Take the material and output all of it exactly.

» **Records provided**:
........
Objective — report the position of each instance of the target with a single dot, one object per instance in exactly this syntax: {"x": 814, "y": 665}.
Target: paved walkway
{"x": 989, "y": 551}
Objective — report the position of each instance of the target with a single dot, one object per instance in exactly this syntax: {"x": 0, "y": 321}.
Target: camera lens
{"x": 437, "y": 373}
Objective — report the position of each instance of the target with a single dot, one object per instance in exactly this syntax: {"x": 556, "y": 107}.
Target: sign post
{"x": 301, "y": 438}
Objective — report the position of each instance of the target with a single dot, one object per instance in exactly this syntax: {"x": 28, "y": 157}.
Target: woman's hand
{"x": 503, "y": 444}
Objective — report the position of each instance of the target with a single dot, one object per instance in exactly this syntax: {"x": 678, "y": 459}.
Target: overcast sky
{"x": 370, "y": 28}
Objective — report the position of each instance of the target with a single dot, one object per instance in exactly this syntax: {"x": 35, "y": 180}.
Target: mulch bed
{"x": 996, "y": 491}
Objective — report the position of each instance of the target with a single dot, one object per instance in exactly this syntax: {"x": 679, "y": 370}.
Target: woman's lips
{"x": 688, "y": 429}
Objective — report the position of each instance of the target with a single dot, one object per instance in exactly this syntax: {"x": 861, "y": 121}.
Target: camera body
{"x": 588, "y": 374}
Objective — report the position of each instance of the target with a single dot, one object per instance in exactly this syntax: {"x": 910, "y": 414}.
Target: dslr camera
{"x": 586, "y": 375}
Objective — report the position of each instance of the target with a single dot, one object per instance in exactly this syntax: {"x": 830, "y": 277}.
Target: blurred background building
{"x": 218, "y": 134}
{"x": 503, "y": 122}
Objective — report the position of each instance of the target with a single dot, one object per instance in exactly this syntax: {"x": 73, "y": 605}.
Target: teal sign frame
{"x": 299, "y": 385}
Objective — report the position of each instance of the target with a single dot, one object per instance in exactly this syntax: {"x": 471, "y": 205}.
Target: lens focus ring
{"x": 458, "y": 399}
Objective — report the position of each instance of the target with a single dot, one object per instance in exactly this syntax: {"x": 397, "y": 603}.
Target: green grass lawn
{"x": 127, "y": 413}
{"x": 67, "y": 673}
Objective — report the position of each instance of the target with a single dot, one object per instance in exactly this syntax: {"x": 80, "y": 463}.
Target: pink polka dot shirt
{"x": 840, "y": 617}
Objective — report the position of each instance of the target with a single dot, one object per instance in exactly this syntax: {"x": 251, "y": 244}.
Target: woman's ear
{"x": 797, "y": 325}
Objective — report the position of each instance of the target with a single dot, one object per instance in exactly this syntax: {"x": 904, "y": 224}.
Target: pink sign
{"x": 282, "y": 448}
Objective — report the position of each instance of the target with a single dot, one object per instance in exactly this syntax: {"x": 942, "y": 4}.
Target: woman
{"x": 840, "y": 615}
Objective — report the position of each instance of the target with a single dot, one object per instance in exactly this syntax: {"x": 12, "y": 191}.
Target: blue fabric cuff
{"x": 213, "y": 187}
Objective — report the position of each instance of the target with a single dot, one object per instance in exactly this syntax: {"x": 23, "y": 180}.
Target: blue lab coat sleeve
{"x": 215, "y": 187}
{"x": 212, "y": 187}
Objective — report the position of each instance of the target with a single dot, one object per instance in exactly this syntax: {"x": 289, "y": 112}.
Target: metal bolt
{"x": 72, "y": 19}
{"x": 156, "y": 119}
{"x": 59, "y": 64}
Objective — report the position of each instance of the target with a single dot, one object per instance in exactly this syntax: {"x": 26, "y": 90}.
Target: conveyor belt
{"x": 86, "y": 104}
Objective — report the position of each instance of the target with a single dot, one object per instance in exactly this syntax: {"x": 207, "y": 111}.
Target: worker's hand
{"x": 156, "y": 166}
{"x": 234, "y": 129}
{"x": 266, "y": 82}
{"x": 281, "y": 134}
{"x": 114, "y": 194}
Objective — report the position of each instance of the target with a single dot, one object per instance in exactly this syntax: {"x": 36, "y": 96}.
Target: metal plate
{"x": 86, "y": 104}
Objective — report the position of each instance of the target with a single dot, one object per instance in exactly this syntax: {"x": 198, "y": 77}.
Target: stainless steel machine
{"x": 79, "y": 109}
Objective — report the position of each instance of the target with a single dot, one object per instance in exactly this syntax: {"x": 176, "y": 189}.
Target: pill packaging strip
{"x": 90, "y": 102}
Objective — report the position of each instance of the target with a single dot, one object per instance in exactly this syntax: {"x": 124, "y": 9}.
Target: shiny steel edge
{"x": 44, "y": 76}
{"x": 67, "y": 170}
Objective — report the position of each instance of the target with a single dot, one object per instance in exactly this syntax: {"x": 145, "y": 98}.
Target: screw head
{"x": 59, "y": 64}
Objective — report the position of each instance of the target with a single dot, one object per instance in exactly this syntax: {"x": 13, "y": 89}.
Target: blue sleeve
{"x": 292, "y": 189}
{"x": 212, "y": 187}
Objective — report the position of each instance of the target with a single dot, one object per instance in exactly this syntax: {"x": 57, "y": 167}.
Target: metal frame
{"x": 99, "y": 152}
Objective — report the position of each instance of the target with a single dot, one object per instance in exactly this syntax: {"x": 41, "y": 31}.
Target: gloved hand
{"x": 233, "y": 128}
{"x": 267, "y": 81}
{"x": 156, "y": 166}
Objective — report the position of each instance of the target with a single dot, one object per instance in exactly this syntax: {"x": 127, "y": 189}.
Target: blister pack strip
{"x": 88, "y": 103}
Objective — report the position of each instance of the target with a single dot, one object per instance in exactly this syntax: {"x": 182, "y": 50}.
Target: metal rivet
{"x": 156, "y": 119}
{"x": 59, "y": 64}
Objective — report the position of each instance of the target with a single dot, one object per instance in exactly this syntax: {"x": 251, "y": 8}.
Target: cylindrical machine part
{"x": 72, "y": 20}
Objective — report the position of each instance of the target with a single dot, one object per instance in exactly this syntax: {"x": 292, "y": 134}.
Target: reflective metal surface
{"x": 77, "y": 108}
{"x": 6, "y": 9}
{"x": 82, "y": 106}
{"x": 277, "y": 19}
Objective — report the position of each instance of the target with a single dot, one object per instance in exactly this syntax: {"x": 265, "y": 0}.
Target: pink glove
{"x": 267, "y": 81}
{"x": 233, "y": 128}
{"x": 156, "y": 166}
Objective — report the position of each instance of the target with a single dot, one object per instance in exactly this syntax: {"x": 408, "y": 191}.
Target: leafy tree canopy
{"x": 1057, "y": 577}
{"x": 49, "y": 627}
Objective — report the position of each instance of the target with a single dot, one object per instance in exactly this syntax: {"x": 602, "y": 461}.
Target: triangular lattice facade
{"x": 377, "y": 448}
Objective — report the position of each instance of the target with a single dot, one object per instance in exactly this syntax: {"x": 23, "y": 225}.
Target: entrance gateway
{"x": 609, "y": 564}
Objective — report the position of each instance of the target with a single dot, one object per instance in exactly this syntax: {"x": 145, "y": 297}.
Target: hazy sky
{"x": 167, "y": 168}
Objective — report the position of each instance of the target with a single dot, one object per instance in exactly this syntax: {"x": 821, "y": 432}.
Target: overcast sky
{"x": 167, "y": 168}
........
» **Solved exercise**:
Objective — report the position of each instance of the target with a single dot, one object per instance in exactly this syntax: {"x": 814, "y": 665}.
Target: paved walkway
{"x": 989, "y": 551}
Objective — report the position of each instance of the target with a single dot, one object per instance in exactly this syntax: {"x": 0, "y": 321}.
Target: camera lens
{"x": 437, "y": 373}
Objective — report the position of each instance of the target with a single dot, one object per instance in exactly this syntax: {"x": 556, "y": 107}.
Target: sign post
{"x": 301, "y": 438}
Objective — report the position of each instance of the target with a single dot, one object per instance in exactly this syntax: {"x": 28, "y": 157}.
Target: woman's hand
{"x": 503, "y": 444}
Objective — report the position of each instance of the target with a single dot, one object per instance in exactly this syntax: {"x": 678, "y": 459}.
Target: overcast sky
{"x": 370, "y": 28}
Objective — report the position of each instance of the target with a single dot, one object per instance in exactly this syntax: {"x": 35, "y": 180}.
Target: mulch bed
{"x": 996, "y": 491}
Objective — report the position of each instance of the target with a single dot, one object per instance in exactly this syntax: {"x": 679, "y": 370}.
Target: woman's lips
{"x": 688, "y": 429}
Objective — report the position of each instance of the target with a single dot, one object per instance in exactly this syntax: {"x": 861, "y": 121}.
Target: camera body
{"x": 588, "y": 374}
Objective — report the position of each instance of the target with a single dot, one object per instance in exactly this syntax: {"x": 910, "y": 414}.
Target: dslr camera
{"x": 586, "y": 375}
Objective — report the position of each instance of the target with a single dot, one object per instance in exactly this syntax: {"x": 830, "y": 277}.
Target: blurred background building
{"x": 218, "y": 134}
{"x": 503, "y": 122}
Objective — report the position of each instance of the target with a single dot, one object per instance in exactly this syntax: {"x": 73, "y": 605}.
Target: teal sign frame
{"x": 299, "y": 385}
Objective — report the position of each instance of the target with a single dot, one object per instance in exactly this syntax: {"x": 471, "y": 205}.
Target: lens focus ring
{"x": 458, "y": 399}
Objective — report the position of each instance of the target with a single dot, one object per instance in exactly this syntax: {"x": 397, "y": 603}.
Target: green grass lawn
{"x": 127, "y": 413}
{"x": 67, "y": 673}
Objective — report the position of each instance of the target with a single dot, one object per instance in exactly this syntax: {"x": 80, "y": 463}.
Target: pink polka dot shirt
{"x": 840, "y": 617}
Objective — report the position of each instance of the target with a single dot, one object per instance in exactly this syntax: {"x": 251, "y": 244}.
Target: woman's ear
{"x": 797, "y": 325}
Objective — report the position of each instance of the target with a single dot, one object per instance in exactly this syntax: {"x": 904, "y": 224}.
Target: pink sign
{"x": 282, "y": 448}
Objective — report the position of each instance of the target with a single dot, one object per instance in exactly this syntax: {"x": 942, "y": 4}.
Target: woman
{"x": 840, "y": 615}
Objective — report the position of each instance of the target with a single dot, one object per instance in exactly this syntax: {"x": 12, "y": 191}.
Target: blue fabric cuff
{"x": 213, "y": 187}
Objective — report the position of each instance of the target with a single dot, one object per instance in exactly this syntax: {"x": 23, "y": 180}.
Target: blue lab coat sleeve
{"x": 215, "y": 187}
{"x": 212, "y": 187}
Objective — report the position of each instance of the target with a single dot, one object per instance in exactly this syntax: {"x": 289, "y": 112}.
Target: metal bolt
{"x": 72, "y": 19}
{"x": 156, "y": 119}
{"x": 59, "y": 64}
Objective — report the position of each instance of the target with a single dot, one object per instance in exactly this syntax: {"x": 26, "y": 90}.
Target: conveyor belt
{"x": 86, "y": 104}
Objective — report the position of each instance of the target with a single dot, one object per instance in exactly this syntax: {"x": 207, "y": 111}.
Target: worker's hand
{"x": 156, "y": 166}
{"x": 234, "y": 129}
{"x": 266, "y": 82}
{"x": 281, "y": 134}
{"x": 114, "y": 194}
Objective — report the position of each instance of the target with a single dot, one object per instance in exactly this syntax: {"x": 36, "y": 96}.
Target: metal plate
{"x": 86, "y": 104}
Objective — report the position of each instance of the target with a single dot, one object per instance in exactly this syntax: {"x": 198, "y": 77}.
Target: stainless steel machine
{"x": 79, "y": 109}
Objective — report the position of each instance of the target with a single dot, one object per instance in exactly this syntax: {"x": 176, "y": 189}.
Target: pill packaging strip
{"x": 90, "y": 102}
Objective — report the position of each instance of the target with a single dot, one object per instance in exactly this syntax: {"x": 124, "y": 9}.
Target: shiny steel edge
{"x": 44, "y": 76}
{"x": 67, "y": 170}
Objective — report the position of each instance of the target with a single dot, one object per instance in exactly this syntax: {"x": 145, "y": 98}.
Target: screw head
{"x": 59, "y": 64}
Objective — report the position of each instance of the target with a single dot, one object per instance in exactly this syntax: {"x": 13, "y": 89}.
Target: blue sleeve
{"x": 292, "y": 189}
{"x": 212, "y": 187}
Objective — report the position of each instance of the target with a single dot, one object per instance in exactly this syntax: {"x": 57, "y": 167}.
Target: metal frame
{"x": 99, "y": 152}
Objective — report the position of each instance of the target with a single dot, one object per instance in exactly this syntax: {"x": 41, "y": 31}.
Target: gloved hand
{"x": 233, "y": 128}
{"x": 267, "y": 81}
{"x": 156, "y": 166}
Objective — report the position of each instance of the target with a single dot, one object per instance in exactly this syntax: {"x": 127, "y": 189}.
Target: blister pack strip
{"x": 88, "y": 103}
Objective — report the position of each instance of the target with a single dot, one object per instance in exactly this syntax: {"x": 182, "y": 50}.
Target: metal rivet
{"x": 156, "y": 119}
{"x": 59, "y": 64}
Objective — report the position of each instance of the target with a single dot, one object per instance in exactly this syntax: {"x": 251, "y": 8}.
Target: cylindrical machine part
{"x": 72, "y": 20}
Objective — report the position of each instance of the target with a single dot, one object per instance in exactly this syntax: {"x": 292, "y": 134}.
Target: reflective metal surface
{"x": 77, "y": 108}
{"x": 6, "y": 9}
{"x": 82, "y": 106}
{"x": 277, "y": 19}
Objective — report the position of each instance of the target with a single dot, one object per instance in exactly this syntax: {"x": 265, "y": 0}.
Target: pink glove
{"x": 267, "y": 81}
{"x": 233, "y": 128}
{"x": 156, "y": 166}
Objective — report the position of each instance of the target with a single dot, one object per instance in exactly this syntax: {"x": 408, "y": 191}.
Target: leafy tree canopy
{"x": 1057, "y": 577}
{"x": 49, "y": 627}
Objective — report the position of each instance of the target with a single dot, one object per instance in exactly this syntax: {"x": 602, "y": 461}.
Target: triangular lattice facade
{"x": 377, "y": 448}
Objective — report the position of each instance of the target with a single dot, one object per instance in exactly this syntax: {"x": 23, "y": 225}.
Target: entrance gateway
{"x": 609, "y": 564}
Objective — report the position of each instance of the target with a single dot, one object per instance in exactly this syntax: {"x": 145, "y": 297}.
Target: hazy sky
{"x": 167, "y": 168}
Objective — report the position of each instance of the target with a single dot, one object per instance in exactly this syntax: {"x": 821, "y": 432}.
Target: overcast sky
{"x": 167, "y": 168}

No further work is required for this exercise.